# [Stated problem]
Arrange every line of the entries below as a Markdown table with the columns Row and Line, numbering each line in Row and skipping blank lines.

Records supplied start

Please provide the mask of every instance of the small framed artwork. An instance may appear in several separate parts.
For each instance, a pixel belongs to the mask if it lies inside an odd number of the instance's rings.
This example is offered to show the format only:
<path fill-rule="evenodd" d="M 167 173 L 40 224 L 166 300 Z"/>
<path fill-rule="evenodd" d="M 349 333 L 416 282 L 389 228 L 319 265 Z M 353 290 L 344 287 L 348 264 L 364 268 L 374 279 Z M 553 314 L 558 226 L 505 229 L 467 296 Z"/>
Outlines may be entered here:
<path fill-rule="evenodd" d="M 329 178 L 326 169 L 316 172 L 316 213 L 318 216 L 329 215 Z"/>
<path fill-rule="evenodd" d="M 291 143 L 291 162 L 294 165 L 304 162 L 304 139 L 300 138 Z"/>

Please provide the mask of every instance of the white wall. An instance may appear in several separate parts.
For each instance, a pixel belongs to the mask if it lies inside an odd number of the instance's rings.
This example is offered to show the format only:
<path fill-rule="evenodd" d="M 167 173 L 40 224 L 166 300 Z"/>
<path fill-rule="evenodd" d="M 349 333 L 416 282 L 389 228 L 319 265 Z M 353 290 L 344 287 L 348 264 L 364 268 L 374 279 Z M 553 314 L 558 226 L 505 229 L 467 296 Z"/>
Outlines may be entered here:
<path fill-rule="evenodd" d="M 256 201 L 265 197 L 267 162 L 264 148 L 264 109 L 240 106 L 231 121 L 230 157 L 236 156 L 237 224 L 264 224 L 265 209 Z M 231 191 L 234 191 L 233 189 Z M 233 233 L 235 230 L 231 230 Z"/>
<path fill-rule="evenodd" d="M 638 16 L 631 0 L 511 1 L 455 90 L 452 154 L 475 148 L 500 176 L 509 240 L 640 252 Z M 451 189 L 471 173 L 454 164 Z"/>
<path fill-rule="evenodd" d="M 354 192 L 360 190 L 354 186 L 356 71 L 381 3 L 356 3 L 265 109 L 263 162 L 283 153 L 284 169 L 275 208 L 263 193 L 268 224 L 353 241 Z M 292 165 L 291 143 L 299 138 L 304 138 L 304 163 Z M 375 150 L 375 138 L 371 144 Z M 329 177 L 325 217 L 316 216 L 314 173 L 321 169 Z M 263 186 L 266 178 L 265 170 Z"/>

Records supplied end

# [The solution]
| Row | Line |
|---|---|
| 1 | Please provide the mask of every instance of the small framed artwork. An instance may appear in several separate parts. |
| 2 | For each instance, a pixel belongs to the mask if it lies inside an odd number of the instance's rings. |
| 3 | This example is offered to show the format only: |
| 4 | <path fill-rule="evenodd" d="M 167 173 L 40 224 L 166 300 Z"/> |
| 5 | <path fill-rule="evenodd" d="M 349 333 L 416 282 L 389 228 L 319 265 Z M 353 290 L 344 287 L 348 264 L 364 268 L 374 279 Z M 553 314 L 558 226 L 505 229 L 467 296 Z"/> |
| 6 | Outlines may be entered here: |
| 7 | <path fill-rule="evenodd" d="M 329 178 L 326 169 L 316 172 L 316 213 L 318 216 L 329 215 Z"/> |
| 8 | <path fill-rule="evenodd" d="M 291 143 L 291 162 L 294 165 L 304 162 L 304 139 L 300 138 Z"/> |
| 9 | Please provide the mask of every instance of the white wall. An instance may appear in several separate parts. |
| 10 | For each instance, a pixel belongs to the mask if it lies inside an odd number of the instance's rings. |
| 11 | This example is offered to show the format only: |
| 12 | <path fill-rule="evenodd" d="M 167 173 L 40 224 L 166 300 Z"/> |
| 13 | <path fill-rule="evenodd" d="M 349 333 L 416 282 L 389 228 L 319 265 Z M 353 290 L 344 287 L 348 264 L 364 268 L 374 279 Z M 553 314 L 558 226 L 505 229 L 467 296 Z"/> |
| 14 | Outlines may be entered here: |
| 15 | <path fill-rule="evenodd" d="M 256 201 L 265 197 L 267 162 L 264 148 L 264 109 L 240 106 L 231 121 L 230 157 L 236 156 L 237 224 L 264 224 L 265 209 Z M 231 191 L 234 191 L 233 189 Z M 233 233 L 235 230 L 231 230 Z"/> |
| 16 | <path fill-rule="evenodd" d="M 638 16 L 631 0 L 511 1 L 455 90 L 452 154 L 475 148 L 500 176 L 509 240 L 640 252 Z M 451 189 L 471 173 L 454 164 Z"/> |
| 17 | <path fill-rule="evenodd" d="M 354 192 L 360 190 L 354 186 L 356 71 L 381 3 L 356 3 L 265 109 L 263 162 L 283 153 L 284 169 L 275 208 L 263 193 L 268 224 L 353 241 Z M 292 165 L 291 143 L 299 138 L 304 138 L 304 163 Z M 375 150 L 375 138 L 371 144 Z M 329 177 L 325 217 L 316 216 L 314 173 L 321 169 Z M 263 186 L 266 178 L 265 170 Z"/> |